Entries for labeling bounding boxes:
↓↓↓

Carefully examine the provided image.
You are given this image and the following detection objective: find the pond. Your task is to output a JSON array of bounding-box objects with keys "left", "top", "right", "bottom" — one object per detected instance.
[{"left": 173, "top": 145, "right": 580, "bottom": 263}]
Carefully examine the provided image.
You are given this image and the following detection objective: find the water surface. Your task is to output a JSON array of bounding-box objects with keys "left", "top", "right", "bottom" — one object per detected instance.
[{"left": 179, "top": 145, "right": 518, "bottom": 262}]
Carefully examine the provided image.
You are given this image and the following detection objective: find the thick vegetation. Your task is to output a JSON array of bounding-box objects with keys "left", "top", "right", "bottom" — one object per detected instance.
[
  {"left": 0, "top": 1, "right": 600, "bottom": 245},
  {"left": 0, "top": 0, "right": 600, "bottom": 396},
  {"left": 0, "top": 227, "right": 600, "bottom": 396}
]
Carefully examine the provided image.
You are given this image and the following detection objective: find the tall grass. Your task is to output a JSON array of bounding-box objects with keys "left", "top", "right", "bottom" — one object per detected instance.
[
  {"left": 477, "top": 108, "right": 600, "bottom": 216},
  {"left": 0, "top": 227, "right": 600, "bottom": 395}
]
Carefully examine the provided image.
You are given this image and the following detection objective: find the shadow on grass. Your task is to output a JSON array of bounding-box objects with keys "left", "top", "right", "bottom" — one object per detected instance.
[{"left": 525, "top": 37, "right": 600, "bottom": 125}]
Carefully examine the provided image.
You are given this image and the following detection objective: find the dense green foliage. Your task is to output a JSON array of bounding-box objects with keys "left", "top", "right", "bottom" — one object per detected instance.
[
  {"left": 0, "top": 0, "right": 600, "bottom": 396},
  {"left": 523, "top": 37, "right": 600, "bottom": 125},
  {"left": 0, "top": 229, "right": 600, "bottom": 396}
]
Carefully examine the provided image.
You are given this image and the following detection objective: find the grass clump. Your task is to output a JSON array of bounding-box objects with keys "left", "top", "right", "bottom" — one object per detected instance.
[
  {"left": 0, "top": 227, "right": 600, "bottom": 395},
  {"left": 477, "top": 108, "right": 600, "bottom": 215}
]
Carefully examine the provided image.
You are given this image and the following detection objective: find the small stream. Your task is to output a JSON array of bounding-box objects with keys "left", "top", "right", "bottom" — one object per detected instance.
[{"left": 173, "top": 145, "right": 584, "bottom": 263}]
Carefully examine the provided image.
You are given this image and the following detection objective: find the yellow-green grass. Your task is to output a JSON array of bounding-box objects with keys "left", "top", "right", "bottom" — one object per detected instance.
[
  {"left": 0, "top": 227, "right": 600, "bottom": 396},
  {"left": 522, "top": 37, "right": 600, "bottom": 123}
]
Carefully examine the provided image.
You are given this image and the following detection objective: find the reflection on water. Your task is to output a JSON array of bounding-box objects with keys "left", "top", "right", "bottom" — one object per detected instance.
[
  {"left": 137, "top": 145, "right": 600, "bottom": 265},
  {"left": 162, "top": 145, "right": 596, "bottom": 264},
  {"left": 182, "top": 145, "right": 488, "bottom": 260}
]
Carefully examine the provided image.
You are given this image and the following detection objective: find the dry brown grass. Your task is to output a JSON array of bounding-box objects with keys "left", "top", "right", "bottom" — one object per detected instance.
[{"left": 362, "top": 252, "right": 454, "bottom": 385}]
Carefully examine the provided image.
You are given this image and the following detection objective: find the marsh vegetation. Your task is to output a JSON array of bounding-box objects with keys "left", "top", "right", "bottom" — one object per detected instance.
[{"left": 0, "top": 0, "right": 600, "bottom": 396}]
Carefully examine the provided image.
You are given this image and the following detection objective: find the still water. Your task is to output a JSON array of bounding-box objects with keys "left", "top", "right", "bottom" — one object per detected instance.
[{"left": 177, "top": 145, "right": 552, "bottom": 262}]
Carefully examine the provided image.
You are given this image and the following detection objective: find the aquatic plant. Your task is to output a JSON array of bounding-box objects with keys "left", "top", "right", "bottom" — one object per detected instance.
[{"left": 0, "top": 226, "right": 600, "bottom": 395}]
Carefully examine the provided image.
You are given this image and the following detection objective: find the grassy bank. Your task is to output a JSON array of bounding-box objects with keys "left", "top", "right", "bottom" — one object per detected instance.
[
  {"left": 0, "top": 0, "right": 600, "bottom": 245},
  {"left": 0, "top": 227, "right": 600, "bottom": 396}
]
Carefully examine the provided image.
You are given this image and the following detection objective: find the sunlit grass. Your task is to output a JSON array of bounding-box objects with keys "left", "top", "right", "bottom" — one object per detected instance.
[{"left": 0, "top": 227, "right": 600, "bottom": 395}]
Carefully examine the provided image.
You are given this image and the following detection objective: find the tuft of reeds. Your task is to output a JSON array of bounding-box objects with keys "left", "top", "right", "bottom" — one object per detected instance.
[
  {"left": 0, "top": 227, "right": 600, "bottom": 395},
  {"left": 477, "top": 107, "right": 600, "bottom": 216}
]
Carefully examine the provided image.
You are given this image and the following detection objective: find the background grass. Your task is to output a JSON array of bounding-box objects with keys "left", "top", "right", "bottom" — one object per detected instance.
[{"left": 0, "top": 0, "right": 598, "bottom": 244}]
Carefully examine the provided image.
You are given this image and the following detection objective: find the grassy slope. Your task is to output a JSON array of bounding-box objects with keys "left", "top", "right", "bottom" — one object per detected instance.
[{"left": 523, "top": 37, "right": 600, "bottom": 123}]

↑↑↑

Identify and copy every line in the records above that contains the word "grassy". Case counts.

You are given this image and the following detection objective: find the grassy bank. Your task is to output a JSON array of bounding-box objects with keys "left", "top", "right", "bottom" — one object per detected instance.
You are given this image and the following detection objective: find the grassy slope. Your task is to output a JSON array of bounding-box objects with keys "left", "top", "right", "bottom" — one object per detected instance.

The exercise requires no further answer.